**What this task involves**
Please rewrite the records below, swapping "one dot per instance" for "a single dot for each instance" in every one and leaving everything else as it is.

────

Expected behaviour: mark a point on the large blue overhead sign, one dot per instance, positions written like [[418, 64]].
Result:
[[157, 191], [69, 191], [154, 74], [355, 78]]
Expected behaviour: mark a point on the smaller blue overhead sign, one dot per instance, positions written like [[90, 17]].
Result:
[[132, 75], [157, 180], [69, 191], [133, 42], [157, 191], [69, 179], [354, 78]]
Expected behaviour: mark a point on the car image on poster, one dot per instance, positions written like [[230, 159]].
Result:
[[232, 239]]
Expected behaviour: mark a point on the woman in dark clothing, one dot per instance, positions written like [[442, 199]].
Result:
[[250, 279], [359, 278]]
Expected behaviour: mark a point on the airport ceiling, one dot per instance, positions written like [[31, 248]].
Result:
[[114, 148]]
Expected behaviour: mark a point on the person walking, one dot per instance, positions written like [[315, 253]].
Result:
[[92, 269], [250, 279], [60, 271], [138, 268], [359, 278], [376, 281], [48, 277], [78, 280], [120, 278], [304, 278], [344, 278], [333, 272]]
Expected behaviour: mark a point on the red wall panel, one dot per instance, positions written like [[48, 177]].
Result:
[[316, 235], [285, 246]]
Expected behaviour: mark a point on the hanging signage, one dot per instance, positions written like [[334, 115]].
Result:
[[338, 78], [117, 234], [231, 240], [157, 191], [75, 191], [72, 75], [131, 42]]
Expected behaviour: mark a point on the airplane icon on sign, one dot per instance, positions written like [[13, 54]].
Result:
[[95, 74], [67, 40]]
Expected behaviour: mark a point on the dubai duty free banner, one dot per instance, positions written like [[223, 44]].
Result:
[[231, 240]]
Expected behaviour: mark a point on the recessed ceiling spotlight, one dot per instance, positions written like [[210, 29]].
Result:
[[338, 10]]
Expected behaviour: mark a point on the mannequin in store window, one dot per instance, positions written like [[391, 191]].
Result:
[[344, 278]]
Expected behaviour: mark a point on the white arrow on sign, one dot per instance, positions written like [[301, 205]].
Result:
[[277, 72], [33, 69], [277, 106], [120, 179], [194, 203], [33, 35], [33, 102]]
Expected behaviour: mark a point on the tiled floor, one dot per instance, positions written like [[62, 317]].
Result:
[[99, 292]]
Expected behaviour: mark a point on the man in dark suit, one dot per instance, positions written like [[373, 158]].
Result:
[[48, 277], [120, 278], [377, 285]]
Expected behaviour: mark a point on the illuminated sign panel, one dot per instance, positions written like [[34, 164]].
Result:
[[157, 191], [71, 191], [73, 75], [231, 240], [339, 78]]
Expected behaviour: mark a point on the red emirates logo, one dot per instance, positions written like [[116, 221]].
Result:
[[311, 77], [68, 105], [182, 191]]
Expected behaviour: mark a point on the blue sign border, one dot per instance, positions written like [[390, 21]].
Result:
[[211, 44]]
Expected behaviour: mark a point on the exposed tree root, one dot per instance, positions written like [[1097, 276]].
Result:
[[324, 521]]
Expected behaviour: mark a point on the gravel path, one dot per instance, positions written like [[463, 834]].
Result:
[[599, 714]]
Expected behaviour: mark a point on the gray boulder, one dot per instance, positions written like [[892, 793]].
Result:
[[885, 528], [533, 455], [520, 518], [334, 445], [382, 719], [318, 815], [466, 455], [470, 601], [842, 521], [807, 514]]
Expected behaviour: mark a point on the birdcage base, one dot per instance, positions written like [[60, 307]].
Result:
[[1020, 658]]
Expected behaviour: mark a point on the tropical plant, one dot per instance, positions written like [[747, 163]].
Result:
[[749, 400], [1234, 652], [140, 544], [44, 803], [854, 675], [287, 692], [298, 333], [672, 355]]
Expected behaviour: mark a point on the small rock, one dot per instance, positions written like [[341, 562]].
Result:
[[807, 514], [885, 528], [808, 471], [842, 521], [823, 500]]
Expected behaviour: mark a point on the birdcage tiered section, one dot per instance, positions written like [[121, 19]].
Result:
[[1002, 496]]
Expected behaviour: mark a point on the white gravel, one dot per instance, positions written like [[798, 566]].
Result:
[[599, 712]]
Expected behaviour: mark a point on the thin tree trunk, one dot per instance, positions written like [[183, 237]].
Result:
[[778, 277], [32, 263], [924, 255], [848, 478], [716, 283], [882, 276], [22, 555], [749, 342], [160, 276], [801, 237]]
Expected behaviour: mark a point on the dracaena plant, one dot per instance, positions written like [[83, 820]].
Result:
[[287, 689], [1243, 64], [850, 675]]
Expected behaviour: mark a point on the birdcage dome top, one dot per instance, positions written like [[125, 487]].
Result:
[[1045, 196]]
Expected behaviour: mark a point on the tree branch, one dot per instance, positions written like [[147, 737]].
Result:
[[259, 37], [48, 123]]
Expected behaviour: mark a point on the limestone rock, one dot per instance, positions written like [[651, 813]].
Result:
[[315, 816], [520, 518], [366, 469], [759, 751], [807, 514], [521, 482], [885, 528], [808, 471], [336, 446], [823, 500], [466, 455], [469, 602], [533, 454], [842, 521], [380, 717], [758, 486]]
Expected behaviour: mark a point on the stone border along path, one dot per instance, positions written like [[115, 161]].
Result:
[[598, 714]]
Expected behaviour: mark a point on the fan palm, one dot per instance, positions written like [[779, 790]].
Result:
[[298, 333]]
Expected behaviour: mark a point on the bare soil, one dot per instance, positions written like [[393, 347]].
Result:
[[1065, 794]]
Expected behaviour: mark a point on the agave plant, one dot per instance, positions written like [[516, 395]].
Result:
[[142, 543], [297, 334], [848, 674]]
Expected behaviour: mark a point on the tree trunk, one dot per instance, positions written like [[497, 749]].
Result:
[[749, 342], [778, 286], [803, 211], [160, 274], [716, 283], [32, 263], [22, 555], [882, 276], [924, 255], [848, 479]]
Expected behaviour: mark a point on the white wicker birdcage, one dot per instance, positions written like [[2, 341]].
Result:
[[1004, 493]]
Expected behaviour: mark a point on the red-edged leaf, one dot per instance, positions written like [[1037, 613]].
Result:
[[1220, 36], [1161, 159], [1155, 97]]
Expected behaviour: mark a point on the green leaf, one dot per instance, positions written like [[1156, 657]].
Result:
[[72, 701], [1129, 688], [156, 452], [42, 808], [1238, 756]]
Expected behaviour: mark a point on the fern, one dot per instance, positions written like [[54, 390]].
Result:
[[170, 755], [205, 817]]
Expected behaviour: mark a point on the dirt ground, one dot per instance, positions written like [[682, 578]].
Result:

────

**Worked solution**
Expected behaviour: mark a point on the large blue overhead sign, a single dot for each instance, positions written like [[418, 64]].
Result:
[[157, 191], [69, 191], [154, 74], [355, 78]]
Expected behaviour: mark a point on the smaller blue overhead sign, a single dot for each instance, positions written like [[90, 17]].
Result:
[[132, 75], [157, 180], [69, 191], [133, 42], [157, 191], [69, 179], [354, 78]]
Expected behaviour: mark a point on the car image on poster, a single dot for each instance, positions written like [[230, 159]].
Result:
[[232, 239]]
Expected behaviour: mark a point on the woman in dark clothing, a single dot for each instance, positions written like [[442, 199]].
Result:
[[250, 279], [359, 278]]
Expected behaviour: mark a point on the airport ceiling, a single dot for each instance, positions written like [[31, 248]].
Result:
[[114, 148]]
Expected behaviour: mark a point on the person walking, a single dot for each instance, positions written like [[315, 253]].
Result:
[[92, 269], [250, 279], [60, 271], [138, 268], [359, 278], [376, 281], [48, 277], [78, 280], [120, 278], [304, 278], [344, 278], [333, 272]]
Expected behaviour: mark a point on the red wall panel, a single dot for each instance, positions written like [[48, 177]].
Result:
[[316, 235], [285, 246]]
Expected behaviour: mark a point on the hanging signage, a single dot for each instance, positions written like [[334, 115]].
Result:
[[338, 78], [117, 234], [231, 240], [157, 191], [75, 191], [72, 75], [131, 42]]
Expected behaviour: mark a point on the airplane icon on sign, a single dot for each instance, positions written like [[13, 54]].
Result:
[[95, 74], [67, 40]]
Expected behaviour: mark a point on the dubai duty free banner, a single dot for each instance, positions written like [[223, 44]].
Result:
[[231, 240]]
Expected behaviour: mark a point on the recessed ceiling spotlight, a single dot for each instance, positions written like [[210, 29]].
Result:
[[338, 10]]
Expected behaviour: mark a point on the mannequin in store window, a single dot for each instance, positions written like [[391, 191]].
Result:
[[344, 278]]
Expected behaviour: mark a point on the white arrow on sign, a single dot for each instance, positions written like [[301, 205]].
Result:
[[277, 72], [33, 69], [277, 106], [120, 179], [194, 203], [33, 35], [33, 102]]
Expected behaviour: mark a point on the tiled floor, a single dot for each instance, positions written like [[62, 317]].
Result:
[[99, 292]]
Expected behaviour: mark a point on the man in dark suit, a single dot for each instance, positions written like [[373, 158]].
Result:
[[48, 277], [120, 278], [377, 285]]
Expected behaviour: mark a point on the illuminated sign panel, a single dot for each instance, positions written like [[34, 164]].
Result:
[[157, 191], [71, 191], [73, 75], [231, 240], [339, 78]]
Expected behaviour: mark a point on the red emirates logo, a single dot for each instance, positions written like [[116, 221]].
Result:
[[311, 77], [68, 105], [182, 191]]
Expected behaviour: mark a point on the blue sign border, a single dot for each instance, positions written like [[390, 21]].
Result:
[[211, 44]]
Expected behaviour: mark a point on the exposed tree root, a single dot for each instance, positions written like [[1097, 276]].
Result:
[[324, 521]]
Expected behaviour: mark a point on the gravel path, a single dot for each instance, positions written like [[463, 834]].
Result:
[[599, 714]]
Expected behaviour: mark a point on the gray boulder, a single dot for each instance, positions written like [[892, 793]].
Result:
[[885, 528], [533, 455], [520, 518], [334, 445], [382, 719], [318, 815], [466, 455], [470, 601], [842, 521], [807, 514]]
Expected behaviour: mark a point on the birdcage base, a single dot for each instance, positions written like [[60, 307]].
Result:
[[1020, 658]]
Expected behaviour: mark a point on the tropical plant, a single dot for each instance, positions written like [[747, 163]].
Result:
[[749, 400], [1234, 652], [140, 544], [44, 803], [854, 675], [287, 692], [298, 333], [672, 355]]
Expected behaviour: mark a point on the small rock, a single dot for each instance, positions written like [[341, 562]].
Result:
[[807, 514], [885, 528], [808, 471], [842, 521], [823, 500]]
Expected behaviour: mark a point on the birdcage tiered section, a single dot for each instance, positions written like [[121, 19]].
Result:
[[1002, 496]]
Expected behaviour: mark a point on the white gravel, a single dot for each instance, positions written like [[798, 566]].
Result:
[[599, 712]]
Expected behaviour: mark a point on the thin tree trunk, a single dot for each instance, positions written like [[183, 237]].
Result:
[[778, 277], [32, 263], [924, 255], [848, 478], [716, 283], [882, 276], [22, 555], [749, 342], [160, 276], [801, 237]]
Expected behaviour: mark a point on the dracaena plant, a single dot for each instance, positions written like [[83, 820]].
Result:
[[287, 689], [1243, 64], [850, 675]]
Expected behaviour: mark a point on the birdcage dome top, a single dot for each instance, positions written like [[125, 487]].
Result:
[[1045, 196]]
Expected behaviour: mark a point on the tree branch, a single dot for each instance, positions written like [[147, 737]].
Result:
[[259, 37], [48, 123]]
Expected behaviour: mark a point on the limestone rock, a single dot for each instance, positions written like [[651, 813]].
Result:
[[315, 816], [520, 518], [366, 469], [759, 751], [807, 514], [521, 482], [885, 528], [808, 471], [336, 446], [823, 500], [466, 455], [469, 602], [533, 454], [842, 521], [380, 717], [758, 486]]
Expected behaviour: mark a point on the stone border along path, a single dot for each instance, positions written like [[115, 161]].
Result:
[[598, 714]]
Expected behaviour: mark a point on the fan palm, a single dot for each instance, positions written like [[779, 790]].
Result:
[[298, 333]]
Expected behaviour: mark a point on the bare soil, a single dot for each instance, positions written like [[393, 347]].
Result:
[[1065, 794]]
Expected behaviour: mark a point on the agave plant, a single dot for each instance, positions written like [[516, 395]].
Result:
[[142, 543], [297, 334], [848, 674]]
Expected behaviour: mark a point on the tree trunk, a single dot for each instance, positions written like [[497, 749]].
Result:
[[749, 342], [778, 286], [803, 211], [160, 274], [716, 283], [32, 263], [22, 555], [882, 276], [924, 255], [848, 479]]
Expected behaviour: mark a point on the white wicker birdcage, a single dot for each instance, positions written like [[2, 341]].
Result:
[[1004, 493]]
Expected behaviour: mark a point on the red-edged leaf, a single dot for each instance, positions written like [[1037, 613]].
Result:
[[1220, 36], [1161, 159], [1155, 97]]
Expected behaviour: mark a point on the green leaf, a single dot for each instance, positions written like [[1156, 657]].
Result:
[[72, 701], [1129, 688], [156, 452], [42, 808], [1238, 756]]
Expected behaviour: mark a point on the fern, a single dot for each instance, positions written like [[54, 390]].
Result:
[[170, 755], [205, 817]]
Expected behaviour: mark a point on the dirt ground, a single dot for each instance, positions written like [[682, 578]].
Result:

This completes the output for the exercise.